WHAT NEEDS TO BE DONE:
Turn every line of the records below into a numbered list, and leave out any blank lines.

━━━━

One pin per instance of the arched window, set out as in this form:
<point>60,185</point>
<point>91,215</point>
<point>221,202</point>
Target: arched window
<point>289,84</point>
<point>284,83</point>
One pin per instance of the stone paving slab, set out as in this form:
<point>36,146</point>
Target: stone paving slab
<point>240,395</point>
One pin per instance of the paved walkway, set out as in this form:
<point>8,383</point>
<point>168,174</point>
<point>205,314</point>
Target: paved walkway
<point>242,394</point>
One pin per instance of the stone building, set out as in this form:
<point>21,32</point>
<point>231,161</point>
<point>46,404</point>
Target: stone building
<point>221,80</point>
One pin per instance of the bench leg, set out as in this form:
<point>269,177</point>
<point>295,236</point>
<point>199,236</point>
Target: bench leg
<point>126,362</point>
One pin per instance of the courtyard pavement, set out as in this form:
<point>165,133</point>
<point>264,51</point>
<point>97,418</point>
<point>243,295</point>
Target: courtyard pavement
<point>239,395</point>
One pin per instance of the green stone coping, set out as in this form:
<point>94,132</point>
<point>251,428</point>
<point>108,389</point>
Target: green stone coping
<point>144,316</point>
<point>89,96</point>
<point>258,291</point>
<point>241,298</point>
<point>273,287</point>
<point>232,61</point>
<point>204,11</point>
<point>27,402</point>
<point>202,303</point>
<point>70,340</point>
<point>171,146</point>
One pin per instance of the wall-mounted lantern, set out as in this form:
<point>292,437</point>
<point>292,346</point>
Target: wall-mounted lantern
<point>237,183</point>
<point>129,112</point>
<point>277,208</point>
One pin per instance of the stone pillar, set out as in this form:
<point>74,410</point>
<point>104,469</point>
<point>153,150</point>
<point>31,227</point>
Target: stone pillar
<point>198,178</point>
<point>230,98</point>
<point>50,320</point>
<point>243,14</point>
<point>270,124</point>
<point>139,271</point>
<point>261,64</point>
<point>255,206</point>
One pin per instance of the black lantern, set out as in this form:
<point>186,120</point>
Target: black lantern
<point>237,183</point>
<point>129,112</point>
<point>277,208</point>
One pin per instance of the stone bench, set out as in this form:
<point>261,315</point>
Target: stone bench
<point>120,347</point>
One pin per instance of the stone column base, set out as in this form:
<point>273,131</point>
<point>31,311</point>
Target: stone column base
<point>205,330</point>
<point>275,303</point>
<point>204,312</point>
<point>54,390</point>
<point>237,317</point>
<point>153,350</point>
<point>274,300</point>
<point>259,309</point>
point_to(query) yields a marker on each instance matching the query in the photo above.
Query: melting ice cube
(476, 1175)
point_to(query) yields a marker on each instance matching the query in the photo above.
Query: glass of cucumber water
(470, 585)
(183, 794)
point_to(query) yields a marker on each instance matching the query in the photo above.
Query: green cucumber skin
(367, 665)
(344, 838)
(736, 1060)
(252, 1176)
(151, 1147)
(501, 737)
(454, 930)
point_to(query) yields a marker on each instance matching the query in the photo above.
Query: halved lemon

━━━━

THE ANSWER:
1. One pin per instance of the arched window, set out as in this form:
2. <point>60,185</point>
3. <point>91,215</point>
4. <point>221,202</point>
5. Target: arched window
6. <point>289,84</point>
7. <point>284,83</point>
8. One pin per instance of the stone paving slab, set out as in this form:
9. <point>36,146</point>
10. Target: stone paving slab
11. <point>240,395</point>
12. One pin per instance of the paved walkway, set out as in this form:
13. <point>8,383</point>
14. <point>168,174</point>
15. <point>205,314</point>
16. Target: paved walkway
17. <point>242,394</point>
18. One pin per instance of the stone building, set out as in this form:
19. <point>21,32</point>
20. <point>231,161</point>
21. <point>46,404</point>
22. Target: stone building
23. <point>221,80</point>
24. One pin per instance of the bench leg, set out as in this form:
25. <point>269,177</point>
26. <point>295,236</point>
27. <point>199,236</point>
28. Target: bench leg
29. <point>126,362</point>
30. One pin per instance of the courtyard pavement, set out as in this form:
31. <point>165,133</point>
32. <point>264,51</point>
33. <point>97,418</point>
34. <point>243,295</point>
35. Target: courtyard pavement
36. <point>239,395</point>
37. One pin per instance of the green stone coping, set out as in this form:
38. <point>94,132</point>
39. <point>251,428</point>
40. <point>108,389</point>
41. Target: green stone coping
42. <point>144,316</point>
43. <point>89,96</point>
44. <point>258,291</point>
45. <point>241,298</point>
46. <point>273,287</point>
47. <point>232,61</point>
48. <point>204,11</point>
49. <point>27,402</point>
50. <point>202,303</point>
51. <point>70,340</point>
52. <point>171,146</point>
53. One pin per instance of the wall-mounted lantern, set out as in this form:
54. <point>292,437</point>
55. <point>292,346</point>
56. Target: wall-mounted lantern
57. <point>237,183</point>
58. <point>129,112</point>
59. <point>277,208</point>
60. One pin per instance of the stone pillar, set out as in this form:
61. <point>74,410</point>
62. <point>104,469</point>
63. <point>153,150</point>
64. <point>31,227</point>
65. Target: stone pillar
66. <point>198,178</point>
67. <point>230,98</point>
68. <point>50,320</point>
69. <point>243,14</point>
70. <point>270,124</point>
71. <point>139,271</point>
72. <point>261,64</point>
73. <point>255,206</point>
74. One pin per instance of the black lantern, set out as in this form:
75. <point>186,120</point>
76. Target: black lantern
77. <point>237,183</point>
78. <point>129,112</point>
79. <point>277,208</point>
80. One pin per instance of the stone bench, set out as in this form:
81. <point>261,315</point>
82. Target: stone bench
83. <point>120,347</point>
84. One pin per instance of the stone column base, set out as in this form:
85. <point>273,131</point>
86. <point>31,311</point>
87. Target: stone column base
88. <point>205,330</point>
89. <point>275,303</point>
90. <point>204,312</point>
91. <point>54,390</point>
92. <point>237,317</point>
93. <point>153,350</point>
94. <point>274,300</point>
95. <point>259,309</point>
96. point_to(query) yields a marker on each instance matching the query in the photo above.
97. Query: melting ice cube
98. (476, 1175)
99. point_to(query) yields a marker on each instance matching the query in the photo above.
100. Query: glass of cucumber water
101. (470, 585)
102. (183, 794)
103. point_to(query) yields a marker on each instance matching the query in the photo above.
104. Query: green cucumber skin
105. (367, 665)
106. (344, 838)
107. (736, 1060)
108. (252, 1176)
109. (151, 1147)
110. (501, 737)
111. (454, 930)
112. point_to(query) yields a marker on each instance matching the query in the photo above.
113. Query: halved lemon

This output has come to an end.